Work to be completed :: Rewrite all of the material below, swapping every "localization module" for "search tool" and leaving everything else as it is.

Available records ::
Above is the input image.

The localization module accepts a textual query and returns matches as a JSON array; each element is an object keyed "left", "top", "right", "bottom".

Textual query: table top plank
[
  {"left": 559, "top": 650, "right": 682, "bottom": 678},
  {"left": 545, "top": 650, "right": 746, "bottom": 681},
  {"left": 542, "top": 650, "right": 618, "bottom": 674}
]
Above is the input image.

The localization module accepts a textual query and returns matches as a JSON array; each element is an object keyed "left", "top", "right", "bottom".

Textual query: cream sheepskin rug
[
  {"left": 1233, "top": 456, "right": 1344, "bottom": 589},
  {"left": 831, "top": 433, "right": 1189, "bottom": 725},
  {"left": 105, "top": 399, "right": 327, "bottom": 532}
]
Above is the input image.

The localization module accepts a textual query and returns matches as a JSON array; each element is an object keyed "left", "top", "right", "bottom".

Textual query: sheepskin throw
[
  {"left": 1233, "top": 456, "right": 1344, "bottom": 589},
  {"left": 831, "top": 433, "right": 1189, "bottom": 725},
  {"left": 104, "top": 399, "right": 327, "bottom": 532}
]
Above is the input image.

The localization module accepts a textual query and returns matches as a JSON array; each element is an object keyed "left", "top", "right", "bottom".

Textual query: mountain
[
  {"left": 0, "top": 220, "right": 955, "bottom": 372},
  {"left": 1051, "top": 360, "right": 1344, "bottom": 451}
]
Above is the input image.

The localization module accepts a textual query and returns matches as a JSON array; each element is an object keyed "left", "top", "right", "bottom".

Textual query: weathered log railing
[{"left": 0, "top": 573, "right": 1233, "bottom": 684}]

Response ::
Above is the input image.

The search tool accepts a textual query and returns matches as a JSON array; each element is an object keyed "left", "top", "right", "bottom".

Textual query: table top plank
[
  {"left": 559, "top": 650, "right": 682, "bottom": 678},
  {"left": 545, "top": 650, "right": 746, "bottom": 681},
  {"left": 542, "top": 650, "right": 618, "bottom": 674}
]
Above is the input image.

The search tool accepts a textual query and returns matches as a JSON array; each element is an object keyed "left", "top", "right", "bottom".

Textual query: cream sheepskin rug
[
  {"left": 1233, "top": 456, "right": 1344, "bottom": 589},
  {"left": 831, "top": 433, "right": 1189, "bottom": 725},
  {"left": 105, "top": 399, "right": 327, "bottom": 532}
]
Above is the input image.

The search tool accepts a textual query and returns matches as a JSON array; each element is an object keyed "left", "top", "right", "bottom".

Textual query: sheepskin throw
[
  {"left": 1233, "top": 456, "right": 1344, "bottom": 589},
  {"left": 831, "top": 433, "right": 1189, "bottom": 725},
  {"left": 104, "top": 399, "right": 327, "bottom": 532}
]
Above is the input image.

The search tool accepts a textual query and returns matches as a JSON array; each element is an object keyed "left", "top", "right", "bottom".

Textual query: mountain
[
  {"left": 0, "top": 220, "right": 955, "bottom": 372},
  {"left": 1051, "top": 360, "right": 1344, "bottom": 451}
]
Above is the input image.

The search tool accepts a textual query and returns matches as a JSON array; each element is an object keyed "left", "top", "right", "bottom".

Textual query: weathered log railing
[{"left": 0, "top": 573, "right": 1233, "bottom": 684}]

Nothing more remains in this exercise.